■ PROVIDED PASSAGE:
..............................

No, but it’s not hard for an employer to find a reason to fire an employee. Also, employers can deny employment to an applicant based on their credit report. But, generally speaking, firings and refusals to hire because of bankruptcy are rare. This is partly because filing bankruptcy is so common that all HR people are very familiar with it.
No. The bankruptcy alone will not automatically disqualify you. But you still must meet all requirements of the student loan program.
Loss of job, business failure, illness, medical bills, and divorce. Over 90% of bankruptcies are precipitated by one or more of these factors.
Unless you are abusing the system, you should absolutely not feel guilty about it. The bankruptcy laws are there for a reason. Life is risky, and if you get in over your head, you need to hit the reset button and start over. It’s perfectly normal, and it’s perfectly necessary sometimes. See the question immediately above. These things can happen to anyone. And don’t listen to Dave Ramsey.
Yes. The Federal Debt Collection Practices Act allows a collector to add interest if your original agreement calls for the addition of interest during collection proceedings or the addition of such interest is allowed under state law. Every state authorizes the collection of such interest.
Before obtaining a court judgment, a bill collector generally has only one way of getting paid: demand payment. This is done with calls and letters. However, once the collector (or creditor) sues you and gets a judgment, the law allows it to take further steps to collect the debt. The collector may try to seize bank or other accounts of yours. If you own real property other than your homestead, the collector may record a lien against it, which will have to be paid when you sell or refinance your property. Even if you’re not currently working or have no property, the judgment won’t disappear. Court judgments last for years, and in many cases can be renewed. If a collection agency files suit against you or wins a judgment against you, contact an attorney immediately. You may need to consider a prompt bankruptcy filing to preserve the rest of your assets.
Your wife or husband will generally not be affected by your bankruptcy if they are not responsible (did not sign an agreement or contract) for any of your debt. If they have a supplemental credit card on your account they may be responsible for that debt. Texas is a community property state, and some people feel that the concept of “community debt” exists in Texas. I think that’s generally incorrect, but it’s a more complicated issue than I can explain here.

..............................

■ RECORDS PROVIDED:

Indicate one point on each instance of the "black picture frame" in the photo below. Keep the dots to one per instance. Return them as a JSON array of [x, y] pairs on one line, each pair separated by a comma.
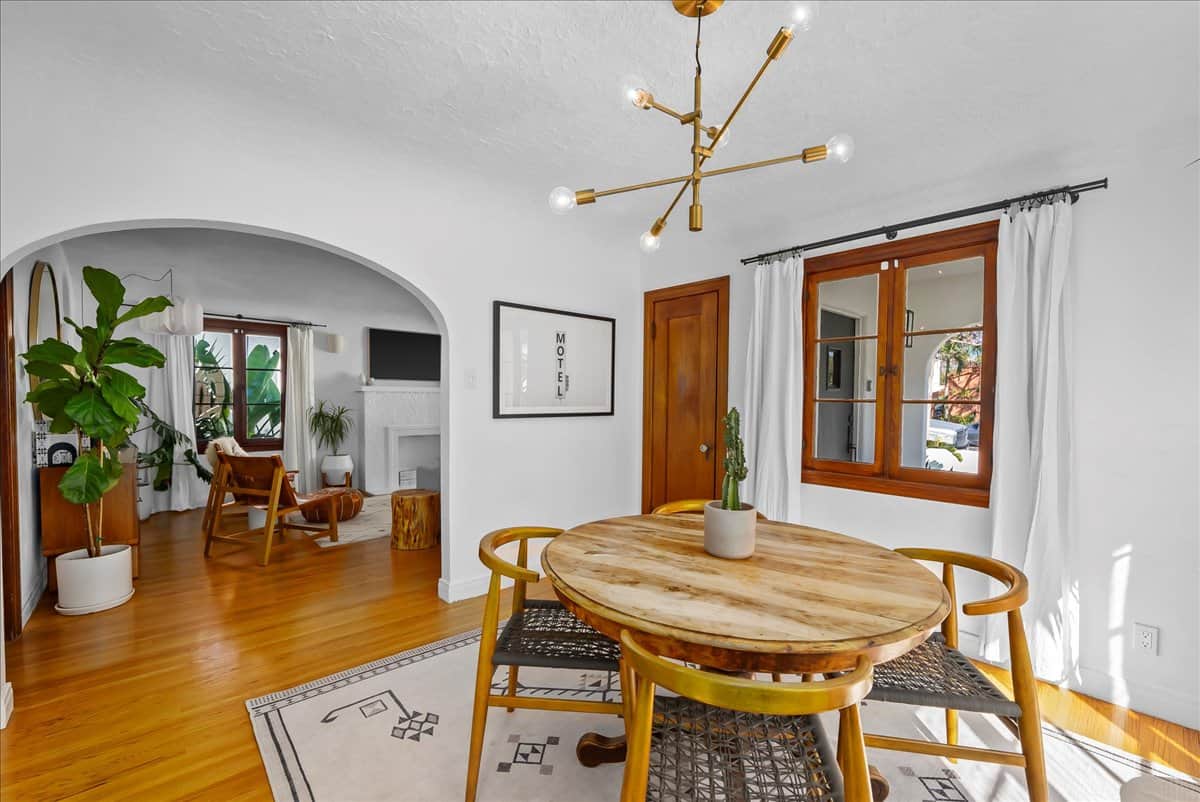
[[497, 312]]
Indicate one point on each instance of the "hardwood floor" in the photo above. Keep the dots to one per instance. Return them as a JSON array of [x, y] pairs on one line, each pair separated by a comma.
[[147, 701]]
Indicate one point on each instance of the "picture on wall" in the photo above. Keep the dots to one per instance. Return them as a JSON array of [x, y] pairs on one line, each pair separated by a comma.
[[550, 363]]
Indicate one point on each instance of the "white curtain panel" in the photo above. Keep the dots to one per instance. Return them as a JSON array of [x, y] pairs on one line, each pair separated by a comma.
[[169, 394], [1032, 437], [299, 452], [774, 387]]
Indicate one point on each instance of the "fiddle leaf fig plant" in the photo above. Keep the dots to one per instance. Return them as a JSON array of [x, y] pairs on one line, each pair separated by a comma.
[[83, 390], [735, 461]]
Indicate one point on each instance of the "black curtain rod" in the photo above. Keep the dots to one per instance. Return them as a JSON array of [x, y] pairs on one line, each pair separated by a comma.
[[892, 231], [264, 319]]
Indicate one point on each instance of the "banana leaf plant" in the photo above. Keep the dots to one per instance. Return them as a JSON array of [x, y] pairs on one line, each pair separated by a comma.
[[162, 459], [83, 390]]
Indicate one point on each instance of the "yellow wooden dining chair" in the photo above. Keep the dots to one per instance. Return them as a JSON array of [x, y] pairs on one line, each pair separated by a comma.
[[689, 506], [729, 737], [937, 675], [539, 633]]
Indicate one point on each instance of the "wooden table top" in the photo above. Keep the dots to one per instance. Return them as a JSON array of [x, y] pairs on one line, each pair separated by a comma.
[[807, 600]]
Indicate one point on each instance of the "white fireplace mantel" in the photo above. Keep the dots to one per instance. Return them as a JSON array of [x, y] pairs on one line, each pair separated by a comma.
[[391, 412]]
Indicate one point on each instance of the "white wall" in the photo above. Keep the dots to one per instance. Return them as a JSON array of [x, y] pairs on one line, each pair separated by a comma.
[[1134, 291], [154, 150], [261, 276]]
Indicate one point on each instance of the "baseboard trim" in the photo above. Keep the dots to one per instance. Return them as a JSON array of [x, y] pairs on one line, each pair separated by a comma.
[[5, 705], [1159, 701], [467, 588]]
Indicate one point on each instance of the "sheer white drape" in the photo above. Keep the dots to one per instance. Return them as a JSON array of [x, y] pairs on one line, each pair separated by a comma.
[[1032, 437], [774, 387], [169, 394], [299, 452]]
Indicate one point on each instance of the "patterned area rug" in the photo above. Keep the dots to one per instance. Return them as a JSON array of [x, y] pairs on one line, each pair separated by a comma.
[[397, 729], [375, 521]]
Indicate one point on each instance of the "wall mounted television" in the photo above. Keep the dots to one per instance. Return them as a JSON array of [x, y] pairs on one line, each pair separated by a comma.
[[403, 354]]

..............................

■ TASK TO CARRY OUT: Continue the bankruptcy text from the point after its final sentence, "but it's a more complicated issue than I can explain here."

■ RESPONSE BOX:
Bankruptcy filings are public records. However, under normal circumstances, very few people will know (or care) that you filed.
As soon as the credit card company hears of the bankruptcy, they will shut your credit account because they can no longer attempt to collect on it. However, in rare cases, they may issue you a new credit card.
Debit cards are different. They are not loans or credit and are generally not cancelled during bankruptcy.
Yes! A number of banks now offer “secured” credit cards where a debtor puts up a certain amount of money (as little as $200) in an account at the bank to guarantee payment. Usually the credit limit is equal to the security deposit and is increased as the debtor proves his or her ability to pay the debt.
Two to three years after a bankruptcy discharge, debtors are generally eligible for mortgage loans on terms as good as those of others with the same financial profile who have not filed bankruptcy. The size of your down payment and the stability of your income will be much more important than the fact you filed bankruptcy in the past.
There are two ways a person can become a bankrupt. The first and more common way is for the person to file a Petition voluntarily. The second, and rarely used way, is for creditors to ask the Court to issue an order that a person is bankrupt. In both these cases, a trustee is appointed to administer the bankruptcy.
If you file a Chapter 7, probably not. If you file a Chapter 13, maybe. Either way, your co-signer should have his or her own consultation with a bankruptcy lawyer.